● EXCERPTED TEXT
..............................
While facilitating a youth workshop recently, I realized that this generation is completely shaped by the events and politics of 9/11. Though few of the youth were able to define terrorism (beyond “blowing things up”), most of them were quick to normalize surveillance, military occupation, online tracking, CCTV cameras, extraordinary rendition, torture, deportations and incarceration.
Over the past 13 years, the War on Terror has been one of linguistic and legal contortions that allow the state to fortify itself with increasing policing and surveillance powers. The War on Terror is a geopolitical War of Terror, invoking simplistic “us versus them” jargon to crusade in the service of so-called Western civilization (such as the barely debated re-entry of Canadian special operation forces and NATO into Northern Iraq this week). Within Canada, Muslim, Arab, racialized and Indigenous communities have been recast as outsiders and threats, while tactics of fear have been deployed to criminalize legitimate resistance movements from Turtle Island to Palestine.
Anti-terror legislation
A key domestic tool in the War of Terror has been draconian anti-terror legislation. Similar to the USA Patriot Act, Canada’s omnibus anti-terrorism legislation was introduced by the Liberals shortly after the events of 2001. After key controversial provisions expired in 2007 due to a sunset clause, the Conservatives fast-tracked Bill S-7, granting extraordinary powers for secret investigative hearings and preventative detention without charge.
As summarized by civil liberties groups, “Individuals could be forced to testify in a court of law, arrested, detained or made subject to bail conditions — all without charges being laid. Individuals have no right to know, and no opportunity to challenge, the basis on which they are being subjected to preventive arrest or required to attend investigate hearings.” People subjected to these provisions do not even have to be suspected of committing a crime; they can be charged by association, or be suspected of potential future involvement with an offence.
..............................
● EXTRACTED MATERIAL
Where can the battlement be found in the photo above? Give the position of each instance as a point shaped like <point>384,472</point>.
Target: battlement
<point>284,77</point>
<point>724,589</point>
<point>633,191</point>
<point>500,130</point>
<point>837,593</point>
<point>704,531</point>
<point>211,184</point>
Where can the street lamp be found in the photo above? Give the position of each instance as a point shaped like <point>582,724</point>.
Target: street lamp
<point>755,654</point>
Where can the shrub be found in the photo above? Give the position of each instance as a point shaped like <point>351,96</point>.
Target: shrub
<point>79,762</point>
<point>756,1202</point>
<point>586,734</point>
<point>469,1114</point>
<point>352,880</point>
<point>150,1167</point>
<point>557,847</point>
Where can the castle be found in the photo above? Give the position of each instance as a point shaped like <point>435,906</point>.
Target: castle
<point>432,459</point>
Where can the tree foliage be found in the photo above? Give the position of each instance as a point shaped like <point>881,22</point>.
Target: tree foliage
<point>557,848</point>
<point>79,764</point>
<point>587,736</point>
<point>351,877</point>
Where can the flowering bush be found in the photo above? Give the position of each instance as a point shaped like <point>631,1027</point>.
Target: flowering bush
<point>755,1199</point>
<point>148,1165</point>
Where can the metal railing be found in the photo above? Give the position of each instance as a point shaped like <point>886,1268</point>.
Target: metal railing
..............................
Reproduce the passage of the War on Terror text above between "Over the past" and "Island to Palestine.", inclusive.

Over the past 13 years, the War on Terror has been one of linguistic and legal contortions that allow the state to fortify itself with increasing policing and surveillance powers. The War on Terror is a geopolitical War of Terror, invoking simplistic “us versus them” jargon to crusade in the service of so-called Western civilization (such as the barely debated re-entry of Canadian special operation forces and NATO into Northern Iraq this week). Within Canada, Muslim, Arab, racialized and Indigenous communities have been recast as outsiders and threats, while tactics of fear have been deployed to criminalize legitimate resistance movements from Turtle Island to Palestine.